Beginning at the line containing "Target: white cloud", output every line to the end of the data below exactly as it appears.
[START RECORDS FOR PROCESSING]
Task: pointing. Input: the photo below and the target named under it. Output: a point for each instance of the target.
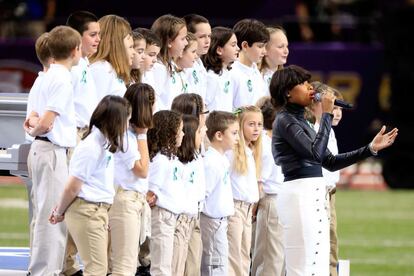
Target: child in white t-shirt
(166, 187)
(172, 32)
(222, 131)
(248, 84)
(197, 75)
(127, 214)
(89, 191)
(45, 57)
(245, 171)
(194, 185)
(276, 53)
(111, 64)
(52, 122)
(331, 177)
(221, 54)
(268, 253)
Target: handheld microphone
(318, 97)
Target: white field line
(381, 243)
(14, 203)
(14, 236)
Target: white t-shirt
(148, 78)
(33, 94)
(194, 184)
(267, 76)
(331, 177)
(186, 86)
(106, 80)
(85, 96)
(197, 77)
(166, 85)
(165, 179)
(248, 84)
(271, 176)
(219, 92)
(56, 94)
(93, 164)
(245, 187)
(125, 162)
(219, 198)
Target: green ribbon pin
(249, 85)
(195, 77)
(83, 79)
(175, 174)
(226, 86)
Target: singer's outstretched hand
(383, 140)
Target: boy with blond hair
(54, 132)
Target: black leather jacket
(301, 152)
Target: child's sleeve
(212, 177)
(59, 97)
(83, 162)
(131, 154)
(158, 170)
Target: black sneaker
(143, 271)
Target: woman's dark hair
(141, 97)
(150, 37)
(268, 112)
(187, 151)
(135, 73)
(188, 103)
(283, 81)
(111, 118)
(219, 37)
(192, 20)
(79, 20)
(162, 137)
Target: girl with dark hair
(194, 185)
(166, 187)
(302, 152)
(221, 54)
(89, 191)
(130, 207)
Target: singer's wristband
(371, 149)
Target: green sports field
(376, 229)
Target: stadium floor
(14, 261)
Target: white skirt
(304, 215)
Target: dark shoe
(143, 271)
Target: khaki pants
(71, 265)
(162, 241)
(195, 247)
(214, 261)
(88, 225)
(239, 235)
(125, 225)
(333, 258)
(49, 172)
(144, 256)
(182, 235)
(268, 254)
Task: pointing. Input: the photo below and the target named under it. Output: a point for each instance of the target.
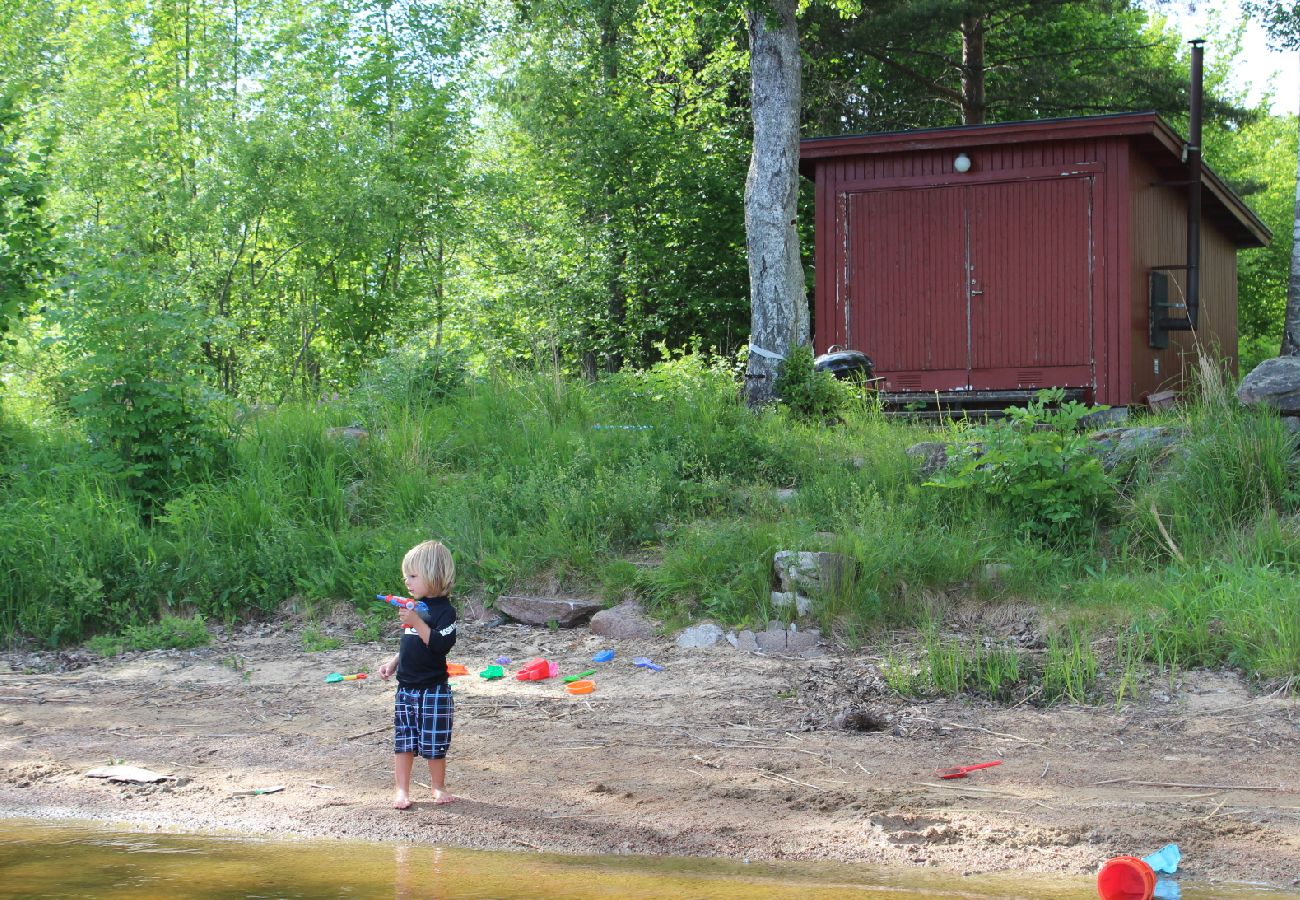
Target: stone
(347, 433)
(801, 641)
(1116, 446)
(544, 610)
(1273, 383)
(996, 572)
(624, 622)
(1109, 416)
(802, 571)
(932, 455)
(783, 600)
(700, 636)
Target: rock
(698, 636)
(800, 571)
(542, 610)
(783, 600)
(996, 572)
(1116, 446)
(1112, 416)
(1273, 383)
(347, 433)
(472, 610)
(932, 455)
(623, 622)
(801, 641)
(857, 718)
(133, 774)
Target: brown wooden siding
(1160, 238)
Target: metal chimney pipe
(1194, 185)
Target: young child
(423, 712)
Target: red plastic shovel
(960, 771)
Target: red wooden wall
(1026, 271)
(996, 278)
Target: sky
(1257, 64)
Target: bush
(809, 394)
(1036, 467)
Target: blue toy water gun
(404, 602)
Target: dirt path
(722, 753)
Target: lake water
(61, 860)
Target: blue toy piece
(1165, 860)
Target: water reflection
(42, 860)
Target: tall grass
(658, 484)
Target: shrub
(809, 394)
(1036, 467)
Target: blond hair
(432, 562)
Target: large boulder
(1273, 383)
(544, 610)
(624, 622)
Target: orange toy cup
(1126, 878)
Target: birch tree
(779, 314)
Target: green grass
(521, 476)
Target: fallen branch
(1213, 787)
(372, 731)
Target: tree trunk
(779, 314)
(973, 70)
(1291, 321)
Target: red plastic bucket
(1126, 878)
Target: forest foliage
(212, 208)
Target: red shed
(1008, 258)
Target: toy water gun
(403, 602)
(334, 678)
(538, 670)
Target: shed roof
(1149, 133)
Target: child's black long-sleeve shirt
(425, 666)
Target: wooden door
(906, 285)
(982, 286)
(1030, 282)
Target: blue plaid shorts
(421, 721)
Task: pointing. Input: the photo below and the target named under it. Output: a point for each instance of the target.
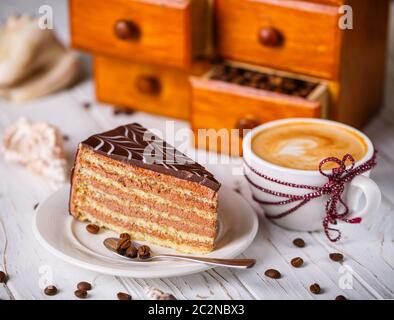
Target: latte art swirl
(303, 145)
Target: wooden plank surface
(369, 262)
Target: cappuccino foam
(303, 145)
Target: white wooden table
(366, 273)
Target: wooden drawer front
(154, 89)
(218, 105)
(307, 35)
(154, 32)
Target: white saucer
(68, 239)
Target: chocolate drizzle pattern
(134, 144)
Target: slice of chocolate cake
(129, 180)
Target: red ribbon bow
(337, 179)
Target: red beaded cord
(334, 187)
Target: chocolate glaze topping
(134, 144)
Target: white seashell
(37, 146)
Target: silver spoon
(110, 244)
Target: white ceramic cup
(310, 216)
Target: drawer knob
(127, 30)
(270, 37)
(148, 85)
(244, 124)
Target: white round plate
(68, 239)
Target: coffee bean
(315, 288)
(123, 296)
(337, 257)
(86, 105)
(131, 252)
(238, 80)
(84, 286)
(50, 290)
(3, 277)
(122, 245)
(272, 273)
(81, 294)
(275, 81)
(123, 111)
(92, 228)
(300, 243)
(143, 252)
(124, 236)
(297, 262)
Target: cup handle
(371, 193)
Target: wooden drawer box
(165, 32)
(155, 89)
(297, 36)
(220, 106)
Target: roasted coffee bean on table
(297, 262)
(81, 294)
(86, 105)
(3, 277)
(337, 257)
(92, 228)
(84, 286)
(263, 81)
(315, 288)
(131, 252)
(272, 273)
(143, 252)
(122, 245)
(50, 290)
(298, 242)
(123, 296)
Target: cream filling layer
(131, 175)
(97, 194)
(187, 248)
(143, 223)
(142, 194)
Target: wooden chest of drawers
(146, 52)
(288, 35)
(164, 32)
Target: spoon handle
(230, 263)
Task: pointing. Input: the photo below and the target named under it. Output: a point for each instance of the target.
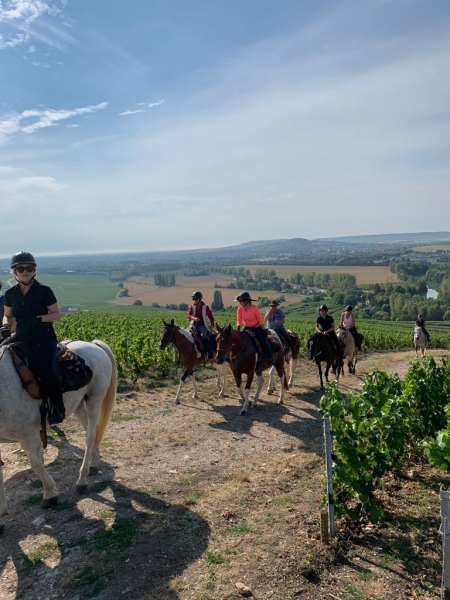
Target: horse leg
(271, 386)
(92, 452)
(221, 378)
(82, 416)
(258, 389)
(33, 448)
(246, 394)
(182, 381)
(292, 365)
(3, 505)
(194, 383)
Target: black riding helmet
(22, 258)
(243, 296)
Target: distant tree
(217, 303)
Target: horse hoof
(49, 502)
(82, 489)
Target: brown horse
(240, 348)
(189, 356)
(321, 349)
(290, 357)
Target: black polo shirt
(325, 323)
(34, 303)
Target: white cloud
(131, 112)
(41, 118)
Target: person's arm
(210, 317)
(10, 318)
(53, 314)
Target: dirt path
(192, 502)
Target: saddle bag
(29, 382)
(75, 373)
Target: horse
(346, 338)
(189, 357)
(321, 349)
(420, 341)
(20, 418)
(240, 349)
(290, 357)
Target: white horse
(20, 419)
(346, 338)
(420, 341)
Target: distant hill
(420, 237)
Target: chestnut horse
(290, 357)
(189, 356)
(321, 349)
(240, 348)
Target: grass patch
(33, 500)
(120, 418)
(47, 550)
(215, 558)
(241, 528)
(191, 499)
(117, 537)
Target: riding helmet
(243, 296)
(22, 258)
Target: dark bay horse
(290, 357)
(189, 356)
(240, 348)
(321, 349)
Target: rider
(325, 326)
(421, 323)
(198, 313)
(248, 314)
(348, 322)
(275, 320)
(30, 309)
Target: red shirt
(249, 318)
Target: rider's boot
(207, 348)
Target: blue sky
(170, 124)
[END RECORDS FOR PROCESSING]
RESULT OF THIS EXERCISE:
Target: white cloud
(131, 112)
(41, 118)
Target: person's arm
(210, 317)
(10, 318)
(53, 314)
Target: dirt path
(192, 502)
Target: saddle bag
(29, 382)
(75, 373)
Target: horse
(346, 338)
(189, 357)
(321, 349)
(420, 341)
(20, 418)
(240, 349)
(290, 357)
Target: white horse
(20, 419)
(346, 338)
(420, 341)
Target: distant hill
(420, 237)
Target: chestnut horse
(290, 357)
(189, 356)
(321, 349)
(240, 348)
Target: grass patch
(33, 500)
(120, 418)
(47, 550)
(215, 558)
(241, 528)
(191, 499)
(117, 537)
Target: riding helmet
(243, 296)
(22, 258)
Target: dark bay horse
(290, 357)
(189, 356)
(240, 348)
(321, 349)
Target: rider
(325, 326)
(421, 323)
(198, 313)
(248, 314)
(348, 322)
(275, 320)
(30, 309)
Target: red shirt
(249, 318)
Target: rider's boot
(207, 348)
Target: blue sky
(170, 124)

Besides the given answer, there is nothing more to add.